::: SUPPLIED RECORDS :::
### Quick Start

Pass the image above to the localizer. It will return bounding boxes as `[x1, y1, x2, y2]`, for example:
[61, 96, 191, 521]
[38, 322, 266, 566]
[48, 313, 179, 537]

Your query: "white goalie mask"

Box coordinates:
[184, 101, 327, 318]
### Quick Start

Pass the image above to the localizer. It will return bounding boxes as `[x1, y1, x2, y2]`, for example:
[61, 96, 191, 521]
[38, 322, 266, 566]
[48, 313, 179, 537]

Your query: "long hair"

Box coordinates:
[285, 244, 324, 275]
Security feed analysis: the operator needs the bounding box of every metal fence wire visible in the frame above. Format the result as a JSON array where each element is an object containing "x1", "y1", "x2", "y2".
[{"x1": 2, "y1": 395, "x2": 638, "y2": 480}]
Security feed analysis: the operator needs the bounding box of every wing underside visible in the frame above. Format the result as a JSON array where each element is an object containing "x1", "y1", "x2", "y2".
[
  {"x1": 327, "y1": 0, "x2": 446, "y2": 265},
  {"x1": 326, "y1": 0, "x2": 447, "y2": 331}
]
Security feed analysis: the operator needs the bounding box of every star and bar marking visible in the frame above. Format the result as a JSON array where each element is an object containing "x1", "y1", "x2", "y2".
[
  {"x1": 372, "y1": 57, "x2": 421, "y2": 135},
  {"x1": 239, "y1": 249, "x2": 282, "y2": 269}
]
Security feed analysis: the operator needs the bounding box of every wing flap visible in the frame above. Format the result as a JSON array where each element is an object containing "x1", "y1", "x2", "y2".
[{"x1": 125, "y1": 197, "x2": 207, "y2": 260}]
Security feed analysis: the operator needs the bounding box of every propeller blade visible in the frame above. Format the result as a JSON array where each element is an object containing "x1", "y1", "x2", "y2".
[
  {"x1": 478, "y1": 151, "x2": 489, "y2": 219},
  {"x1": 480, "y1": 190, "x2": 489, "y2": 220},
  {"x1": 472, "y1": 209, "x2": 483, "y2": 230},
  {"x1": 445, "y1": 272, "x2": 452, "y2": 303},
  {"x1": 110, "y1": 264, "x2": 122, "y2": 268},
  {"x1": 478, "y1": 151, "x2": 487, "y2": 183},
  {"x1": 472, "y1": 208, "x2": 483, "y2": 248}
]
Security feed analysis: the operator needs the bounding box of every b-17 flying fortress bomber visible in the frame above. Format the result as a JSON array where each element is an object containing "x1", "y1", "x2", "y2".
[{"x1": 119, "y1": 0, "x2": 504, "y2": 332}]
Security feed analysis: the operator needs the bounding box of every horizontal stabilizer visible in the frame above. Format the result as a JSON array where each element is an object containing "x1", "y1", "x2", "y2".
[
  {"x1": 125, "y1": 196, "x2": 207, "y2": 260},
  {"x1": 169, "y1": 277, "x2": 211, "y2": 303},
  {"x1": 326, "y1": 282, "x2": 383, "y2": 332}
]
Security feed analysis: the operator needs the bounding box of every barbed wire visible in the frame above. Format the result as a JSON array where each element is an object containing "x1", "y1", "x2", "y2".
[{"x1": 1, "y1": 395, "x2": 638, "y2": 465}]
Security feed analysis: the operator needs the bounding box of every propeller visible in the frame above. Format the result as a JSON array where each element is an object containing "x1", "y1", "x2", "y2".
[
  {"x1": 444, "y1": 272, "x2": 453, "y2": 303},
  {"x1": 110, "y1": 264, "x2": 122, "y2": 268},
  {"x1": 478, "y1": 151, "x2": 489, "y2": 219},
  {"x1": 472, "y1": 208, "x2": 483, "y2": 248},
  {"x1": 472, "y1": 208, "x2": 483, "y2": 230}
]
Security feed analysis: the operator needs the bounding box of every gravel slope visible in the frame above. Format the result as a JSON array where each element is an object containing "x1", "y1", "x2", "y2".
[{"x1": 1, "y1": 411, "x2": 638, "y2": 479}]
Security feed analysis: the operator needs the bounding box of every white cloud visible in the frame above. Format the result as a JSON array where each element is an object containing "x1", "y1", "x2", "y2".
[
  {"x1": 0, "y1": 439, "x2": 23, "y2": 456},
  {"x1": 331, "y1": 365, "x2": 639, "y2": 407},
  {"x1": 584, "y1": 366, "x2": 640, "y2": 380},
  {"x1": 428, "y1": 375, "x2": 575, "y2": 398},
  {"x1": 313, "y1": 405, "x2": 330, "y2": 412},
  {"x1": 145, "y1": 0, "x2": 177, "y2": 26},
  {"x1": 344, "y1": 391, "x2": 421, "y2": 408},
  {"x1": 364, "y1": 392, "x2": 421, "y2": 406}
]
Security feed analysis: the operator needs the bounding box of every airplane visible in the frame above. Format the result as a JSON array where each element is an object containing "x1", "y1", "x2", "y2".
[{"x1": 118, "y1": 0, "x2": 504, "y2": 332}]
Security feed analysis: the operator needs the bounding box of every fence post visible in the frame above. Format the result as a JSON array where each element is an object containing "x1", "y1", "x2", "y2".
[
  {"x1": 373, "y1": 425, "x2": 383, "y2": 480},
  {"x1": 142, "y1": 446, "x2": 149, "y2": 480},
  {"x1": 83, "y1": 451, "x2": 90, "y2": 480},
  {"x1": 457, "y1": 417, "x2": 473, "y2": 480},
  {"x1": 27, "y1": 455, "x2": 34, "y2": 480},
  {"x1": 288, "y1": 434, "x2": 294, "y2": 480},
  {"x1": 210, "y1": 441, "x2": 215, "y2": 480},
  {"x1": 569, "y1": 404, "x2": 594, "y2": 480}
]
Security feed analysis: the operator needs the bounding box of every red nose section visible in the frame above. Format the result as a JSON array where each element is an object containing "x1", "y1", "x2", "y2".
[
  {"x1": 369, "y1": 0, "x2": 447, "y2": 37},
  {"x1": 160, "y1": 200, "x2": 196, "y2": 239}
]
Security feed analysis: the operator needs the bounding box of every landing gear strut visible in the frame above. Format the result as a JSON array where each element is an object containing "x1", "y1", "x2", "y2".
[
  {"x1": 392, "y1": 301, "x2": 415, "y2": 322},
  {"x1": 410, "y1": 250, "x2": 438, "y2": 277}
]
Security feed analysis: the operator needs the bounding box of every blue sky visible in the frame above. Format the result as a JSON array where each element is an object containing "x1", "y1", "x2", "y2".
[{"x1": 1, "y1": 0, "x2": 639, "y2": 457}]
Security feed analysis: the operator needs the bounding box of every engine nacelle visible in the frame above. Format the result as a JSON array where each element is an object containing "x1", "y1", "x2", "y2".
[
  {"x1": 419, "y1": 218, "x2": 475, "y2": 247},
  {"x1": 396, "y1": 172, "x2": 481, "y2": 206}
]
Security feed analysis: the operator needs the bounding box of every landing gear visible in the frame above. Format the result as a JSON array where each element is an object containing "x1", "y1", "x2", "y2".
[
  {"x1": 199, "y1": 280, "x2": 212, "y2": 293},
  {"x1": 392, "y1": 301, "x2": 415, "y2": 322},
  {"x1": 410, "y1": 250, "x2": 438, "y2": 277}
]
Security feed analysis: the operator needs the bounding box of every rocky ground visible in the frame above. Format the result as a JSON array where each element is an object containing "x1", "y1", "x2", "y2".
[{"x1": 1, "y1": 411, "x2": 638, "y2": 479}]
:::
Restate the material word for word, keeping every line intact.

### Quick Start

Pass the image above to the localizer. It will return bounding boxes as `[x1, y1, x2, y2]`, for example:
[61, 96, 191, 521]
[38, 322, 266, 566]
[48, 313, 179, 537]

Your query: "white goalie mask"

Box coordinates:
[184, 101, 327, 318]
### Quick Start

Pass the image above to the localizer. It will return bounding boxes as `[x1, y1, x2, y2]`, for example:
[61, 96, 191, 521]
[38, 322, 266, 566]
[48, 313, 179, 537]

Your query: "long hair"

Box coordinates:
[285, 244, 324, 275]
Security feed analysis: the operator needs the bounding box of every metal fence wire visible in the frame above. Format the result as a JSON array where each element is an object containing "x1", "y1", "x2", "y2".
[{"x1": 2, "y1": 395, "x2": 638, "y2": 480}]
Security feed analysis: the operator needs the bounding box of every wing underside visible in the frame above. Format the result as a JSON array where each element is an object containing "x1", "y1", "x2", "y2".
[
  {"x1": 327, "y1": 0, "x2": 446, "y2": 265},
  {"x1": 326, "y1": 0, "x2": 447, "y2": 331}
]
Security feed analysis: the operator needs the bounding box of every star and bar marking visible in the frame above. Format the result as a JSON array where each element is an object containing "x1", "y1", "x2", "y2".
[
  {"x1": 372, "y1": 57, "x2": 421, "y2": 135},
  {"x1": 239, "y1": 249, "x2": 282, "y2": 269}
]
Security feed analysis: the operator needs the bounding box of every wing flap visible in the frame above. Format the result as a JSON array where each element is an object containing "x1", "y1", "x2", "y2".
[{"x1": 125, "y1": 197, "x2": 207, "y2": 260}]
Security feed analysis: the operator needs the bounding box of every propeller blade visible in the frame above. Format the result as a JSON array where each element is an object containing "x1", "y1", "x2", "y2".
[
  {"x1": 478, "y1": 151, "x2": 489, "y2": 219},
  {"x1": 480, "y1": 190, "x2": 489, "y2": 220},
  {"x1": 472, "y1": 209, "x2": 483, "y2": 230},
  {"x1": 445, "y1": 272, "x2": 452, "y2": 303},
  {"x1": 110, "y1": 264, "x2": 122, "y2": 268},
  {"x1": 478, "y1": 151, "x2": 487, "y2": 183},
  {"x1": 472, "y1": 208, "x2": 483, "y2": 248}
]
Security feed analysis: the operator needs the bounding box of every b-17 flying fortress bomber visible in the frame above. Format the result as a JSON array where each element is an object containing "x1", "y1", "x2", "y2".
[{"x1": 119, "y1": 0, "x2": 504, "y2": 332}]
Security feed analysis: the operator needs the bounding box of every horizontal stabilizer visible in the frame above. Format the result as a JSON array where each element is an object containing "x1", "y1", "x2", "y2".
[
  {"x1": 125, "y1": 196, "x2": 207, "y2": 260},
  {"x1": 169, "y1": 277, "x2": 211, "y2": 303},
  {"x1": 326, "y1": 282, "x2": 383, "y2": 332}
]
Security feed analysis: the operator needs the bounding box of every barbed wire visible in the frame above. Format the result as a JSON array where each element is an object containing "x1", "y1", "x2", "y2".
[{"x1": 1, "y1": 395, "x2": 638, "y2": 465}]
Security feed analysis: the operator needs the bounding box of every propeller visible in the frame above. Format the result as a JSON array where each element is an object containing "x1", "y1", "x2", "y2".
[
  {"x1": 444, "y1": 272, "x2": 453, "y2": 303},
  {"x1": 110, "y1": 264, "x2": 122, "y2": 268},
  {"x1": 478, "y1": 151, "x2": 489, "y2": 219},
  {"x1": 472, "y1": 208, "x2": 483, "y2": 248},
  {"x1": 472, "y1": 208, "x2": 483, "y2": 230}
]
Security feed analysis: the operator needs the bounding box of every gravel slope visible in the frame above. Format the result as a JSON array where each element is an object containing "x1", "y1", "x2", "y2".
[{"x1": 1, "y1": 411, "x2": 638, "y2": 479}]
Security feed analysis: the operator needs the bounding box of every white cloud visible in the frame above. Format the result as a JSON array where each element is an object containing "x1", "y1", "x2", "y2".
[
  {"x1": 0, "y1": 439, "x2": 23, "y2": 456},
  {"x1": 331, "y1": 365, "x2": 639, "y2": 407},
  {"x1": 584, "y1": 366, "x2": 640, "y2": 380},
  {"x1": 428, "y1": 375, "x2": 575, "y2": 398},
  {"x1": 313, "y1": 405, "x2": 330, "y2": 412},
  {"x1": 145, "y1": 0, "x2": 177, "y2": 26},
  {"x1": 344, "y1": 391, "x2": 421, "y2": 408},
  {"x1": 364, "y1": 392, "x2": 421, "y2": 406}
]
Security feed analysis: the operator needs the bounding box of every airplane visible in the frame above. Format the result as a JSON array where each element is an object containing "x1", "y1", "x2", "y2".
[{"x1": 118, "y1": 0, "x2": 504, "y2": 332}]
Security feed analysis: the operator needs the bounding box of every fence post visible in the frame above. Format the result as a JSON array where each element is an object containing "x1", "y1", "x2", "y2".
[
  {"x1": 373, "y1": 425, "x2": 383, "y2": 480},
  {"x1": 142, "y1": 446, "x2": 149, "y2": 480},
  {"x1": 83, "y1": 451, "x2": 90, "y2": 480},
  {"x1": 457, "y1": 417, "x2": 473, "y2": 480},
  {"x1": 27, "y1": 455, "x2": 34, "y2": 480},
  {"x1": 288, "y1": 434, "x2": 294, "y2": 480},
  {"x1": 210, "y1": 441, "x2": 215, "y2": 480},
  {"x1": 569, "y1": 404, "x2": 594, "y2": 480}
]
Security feed analysis: the operator needs the bounding box of every red nose section visible in the frame above. Format the result as a JSON array where each element is an object containing "x1", "y1", "x2", "y2".
[
  {"x1": 369, "y1": 0, "x2": 447, "y2": 37},
  {"x1": 160, "y1": 200, "x2": 196, "y2": 239}
]
Security feed analysis: the operator needs the bounding box of every landing gear strut visible in the frame above. Format the result as a JSON array where each element is an object containing "x1", "y1", "x2", "y2".
[
  {"x1": 392, "y1": 301, "x2": 415, "y2": 322},
  {"x1": 410, "y1": 250, "x2": 438, "y2": 277}
]
Security feed analysis: the operator needs the bounding box of every blue sky visible in the frame above. Format the result as a JSON array where each element is an object containing "x1", "y1", "x2", "y2".
[{"x1": 1, "y1": 0, "x2": 639, "y2": 457}]
Security feed analysis: the operator needs the bounding box of every engine nacelle visible in the frame above. Format the result as a JSON array where each element is an object containing "x1", "y1", "x2", "y2".
[
  {"x1": 419, "y1": 218, "x2": 475, "y2": 247},
  {"x1": 396, "y1": 172, "x2": 481, "y2": 206}
]
Security feed analysis: the operator needs the bounding box of every landing gear visible in the frame above. Format the result as a JSON array where each element is an object containing "x1", "y1", "x2", "y2".
[
  {"x1": 199, "y1": 280, "x2": 212, "y2": 293},
  {"x1": 392, "y1": 301, "x2": 415, "y2": 322},
  {"x1": 410, "y1": 250, "x2": 438, "y2": 277}
]
Security feed analysis: the operator needs the bounding box of every rocky ground visible in the frame above. Format the result as a JSON array where each element is an object containing "x1", "y1", "x2", "y2".
[{"x1": 1, "y1": 411, "x2": 638, "y2": 479}]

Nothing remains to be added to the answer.